# About this exercise:
Reproduce, from the lines below, exactly the stretch that begins at the line containing "find turf surface" and ends at the line containing "find white cloud", both included.
(Data supplied)
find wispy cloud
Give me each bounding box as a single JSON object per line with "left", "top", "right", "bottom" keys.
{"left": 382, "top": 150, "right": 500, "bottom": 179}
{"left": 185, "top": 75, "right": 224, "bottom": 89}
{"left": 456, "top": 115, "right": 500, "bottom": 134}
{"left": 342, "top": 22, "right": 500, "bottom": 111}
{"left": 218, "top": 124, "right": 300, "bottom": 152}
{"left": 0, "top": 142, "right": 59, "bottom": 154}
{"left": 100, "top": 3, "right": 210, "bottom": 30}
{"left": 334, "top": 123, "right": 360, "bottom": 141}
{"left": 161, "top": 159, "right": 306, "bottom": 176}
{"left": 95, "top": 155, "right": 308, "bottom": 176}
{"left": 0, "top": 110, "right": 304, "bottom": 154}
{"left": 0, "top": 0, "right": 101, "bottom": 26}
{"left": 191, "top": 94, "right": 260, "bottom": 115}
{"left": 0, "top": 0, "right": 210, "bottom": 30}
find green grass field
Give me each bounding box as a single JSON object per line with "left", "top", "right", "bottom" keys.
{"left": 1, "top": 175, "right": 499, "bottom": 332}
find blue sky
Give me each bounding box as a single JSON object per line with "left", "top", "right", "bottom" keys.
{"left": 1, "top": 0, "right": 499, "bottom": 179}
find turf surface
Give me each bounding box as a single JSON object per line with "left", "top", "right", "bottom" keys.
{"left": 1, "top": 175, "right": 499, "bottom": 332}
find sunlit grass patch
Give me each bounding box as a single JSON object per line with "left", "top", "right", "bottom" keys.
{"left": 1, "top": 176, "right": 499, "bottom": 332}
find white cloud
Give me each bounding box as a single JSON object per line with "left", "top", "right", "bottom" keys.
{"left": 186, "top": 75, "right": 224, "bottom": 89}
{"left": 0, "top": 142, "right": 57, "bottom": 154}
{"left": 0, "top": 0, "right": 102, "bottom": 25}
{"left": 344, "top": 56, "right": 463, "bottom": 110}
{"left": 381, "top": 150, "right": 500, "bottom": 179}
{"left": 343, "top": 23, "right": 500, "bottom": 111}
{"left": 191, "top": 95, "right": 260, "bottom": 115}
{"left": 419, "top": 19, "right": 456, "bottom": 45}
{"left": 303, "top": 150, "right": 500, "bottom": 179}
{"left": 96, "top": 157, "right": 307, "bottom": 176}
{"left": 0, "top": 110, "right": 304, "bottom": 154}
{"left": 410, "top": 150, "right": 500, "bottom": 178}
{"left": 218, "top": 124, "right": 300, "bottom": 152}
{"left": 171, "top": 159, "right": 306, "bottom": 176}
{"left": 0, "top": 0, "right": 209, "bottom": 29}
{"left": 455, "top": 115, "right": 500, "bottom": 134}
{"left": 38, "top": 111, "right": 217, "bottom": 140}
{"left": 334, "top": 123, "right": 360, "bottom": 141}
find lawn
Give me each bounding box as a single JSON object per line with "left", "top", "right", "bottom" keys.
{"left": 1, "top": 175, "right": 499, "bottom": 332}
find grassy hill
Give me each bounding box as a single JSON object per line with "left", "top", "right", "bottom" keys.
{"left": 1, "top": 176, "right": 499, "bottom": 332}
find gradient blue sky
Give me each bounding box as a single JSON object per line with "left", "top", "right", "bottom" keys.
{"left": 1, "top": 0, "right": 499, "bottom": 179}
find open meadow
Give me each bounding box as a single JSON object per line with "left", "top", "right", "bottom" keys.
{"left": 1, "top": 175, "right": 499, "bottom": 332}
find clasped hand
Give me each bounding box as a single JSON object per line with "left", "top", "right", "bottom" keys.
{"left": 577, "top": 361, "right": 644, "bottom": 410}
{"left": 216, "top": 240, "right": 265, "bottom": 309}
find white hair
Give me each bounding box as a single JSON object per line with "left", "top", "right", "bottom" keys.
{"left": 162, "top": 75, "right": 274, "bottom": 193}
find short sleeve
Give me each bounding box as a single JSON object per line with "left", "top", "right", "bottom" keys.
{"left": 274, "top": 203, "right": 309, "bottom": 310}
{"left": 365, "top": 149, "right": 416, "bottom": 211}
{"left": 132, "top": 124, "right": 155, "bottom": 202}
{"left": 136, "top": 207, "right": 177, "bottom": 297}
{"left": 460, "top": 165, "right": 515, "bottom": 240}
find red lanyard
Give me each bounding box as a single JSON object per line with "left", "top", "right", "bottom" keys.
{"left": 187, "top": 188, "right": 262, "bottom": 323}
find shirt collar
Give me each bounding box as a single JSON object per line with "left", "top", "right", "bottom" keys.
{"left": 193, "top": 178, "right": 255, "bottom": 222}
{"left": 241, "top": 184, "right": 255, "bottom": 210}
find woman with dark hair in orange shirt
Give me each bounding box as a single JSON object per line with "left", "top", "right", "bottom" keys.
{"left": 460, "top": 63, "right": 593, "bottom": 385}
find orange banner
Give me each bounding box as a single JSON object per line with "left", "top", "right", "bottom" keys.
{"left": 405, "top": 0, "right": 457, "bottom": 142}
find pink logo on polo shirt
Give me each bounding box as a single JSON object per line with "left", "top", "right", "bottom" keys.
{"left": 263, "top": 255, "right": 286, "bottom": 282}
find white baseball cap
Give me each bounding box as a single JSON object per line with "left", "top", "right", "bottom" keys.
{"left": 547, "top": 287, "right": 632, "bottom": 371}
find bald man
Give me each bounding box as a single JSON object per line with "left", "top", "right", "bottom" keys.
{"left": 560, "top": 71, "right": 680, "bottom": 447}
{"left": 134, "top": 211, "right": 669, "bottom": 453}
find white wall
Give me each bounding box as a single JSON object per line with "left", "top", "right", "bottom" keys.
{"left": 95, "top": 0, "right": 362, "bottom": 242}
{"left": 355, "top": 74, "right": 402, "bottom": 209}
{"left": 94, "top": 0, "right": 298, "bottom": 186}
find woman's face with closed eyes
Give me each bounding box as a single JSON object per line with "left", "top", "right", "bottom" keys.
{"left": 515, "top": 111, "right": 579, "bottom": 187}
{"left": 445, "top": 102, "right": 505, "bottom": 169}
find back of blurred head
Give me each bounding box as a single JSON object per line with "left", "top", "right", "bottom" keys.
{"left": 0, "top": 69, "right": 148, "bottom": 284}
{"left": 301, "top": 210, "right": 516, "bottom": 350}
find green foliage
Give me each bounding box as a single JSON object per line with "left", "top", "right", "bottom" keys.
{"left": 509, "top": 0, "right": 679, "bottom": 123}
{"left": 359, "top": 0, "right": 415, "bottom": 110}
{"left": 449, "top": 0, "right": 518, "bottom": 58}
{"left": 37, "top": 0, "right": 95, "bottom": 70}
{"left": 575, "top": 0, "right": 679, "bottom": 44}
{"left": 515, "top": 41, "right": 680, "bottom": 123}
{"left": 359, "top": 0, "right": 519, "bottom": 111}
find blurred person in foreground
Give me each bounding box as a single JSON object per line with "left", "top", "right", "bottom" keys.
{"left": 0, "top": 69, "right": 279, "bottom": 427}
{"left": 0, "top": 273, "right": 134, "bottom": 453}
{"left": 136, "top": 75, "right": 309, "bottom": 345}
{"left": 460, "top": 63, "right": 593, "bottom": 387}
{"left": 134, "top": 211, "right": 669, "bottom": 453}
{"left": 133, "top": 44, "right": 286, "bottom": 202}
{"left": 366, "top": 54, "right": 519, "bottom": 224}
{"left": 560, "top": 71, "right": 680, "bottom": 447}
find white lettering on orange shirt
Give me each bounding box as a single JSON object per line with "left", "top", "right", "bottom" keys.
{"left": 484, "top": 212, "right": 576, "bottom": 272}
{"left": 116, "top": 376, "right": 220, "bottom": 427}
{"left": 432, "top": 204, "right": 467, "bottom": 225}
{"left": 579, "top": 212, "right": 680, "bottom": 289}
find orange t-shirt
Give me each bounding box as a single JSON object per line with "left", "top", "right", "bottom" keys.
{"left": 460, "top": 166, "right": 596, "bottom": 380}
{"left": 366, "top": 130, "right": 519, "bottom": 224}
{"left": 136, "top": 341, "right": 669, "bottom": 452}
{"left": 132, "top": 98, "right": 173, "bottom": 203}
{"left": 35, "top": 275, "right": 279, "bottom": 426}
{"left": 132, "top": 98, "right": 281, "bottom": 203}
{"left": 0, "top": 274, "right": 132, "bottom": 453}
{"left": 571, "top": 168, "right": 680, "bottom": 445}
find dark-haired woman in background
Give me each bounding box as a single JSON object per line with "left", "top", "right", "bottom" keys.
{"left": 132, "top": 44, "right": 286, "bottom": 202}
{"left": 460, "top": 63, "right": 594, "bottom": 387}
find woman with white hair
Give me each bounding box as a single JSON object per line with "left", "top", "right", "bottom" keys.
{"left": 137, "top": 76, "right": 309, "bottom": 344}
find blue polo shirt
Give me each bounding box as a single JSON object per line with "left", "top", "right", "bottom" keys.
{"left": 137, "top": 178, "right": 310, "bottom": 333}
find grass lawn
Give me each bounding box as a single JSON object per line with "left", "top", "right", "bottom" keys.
(End Data supplied)
# Your response:
find turf surface
Give me each bounding box as a single JSON object per line with "left", "top", "right", "bottom" keys.
{"left": 1, "top": 175, "right": 499, "bottom": 332}
find sunlit grass patch
Give me each bounding box as a single JSON object per line with "left", "top", "right", "bottom" keys.
{"left": 1, "top": 176, "right": 499, "bottom": 332}
find white cloud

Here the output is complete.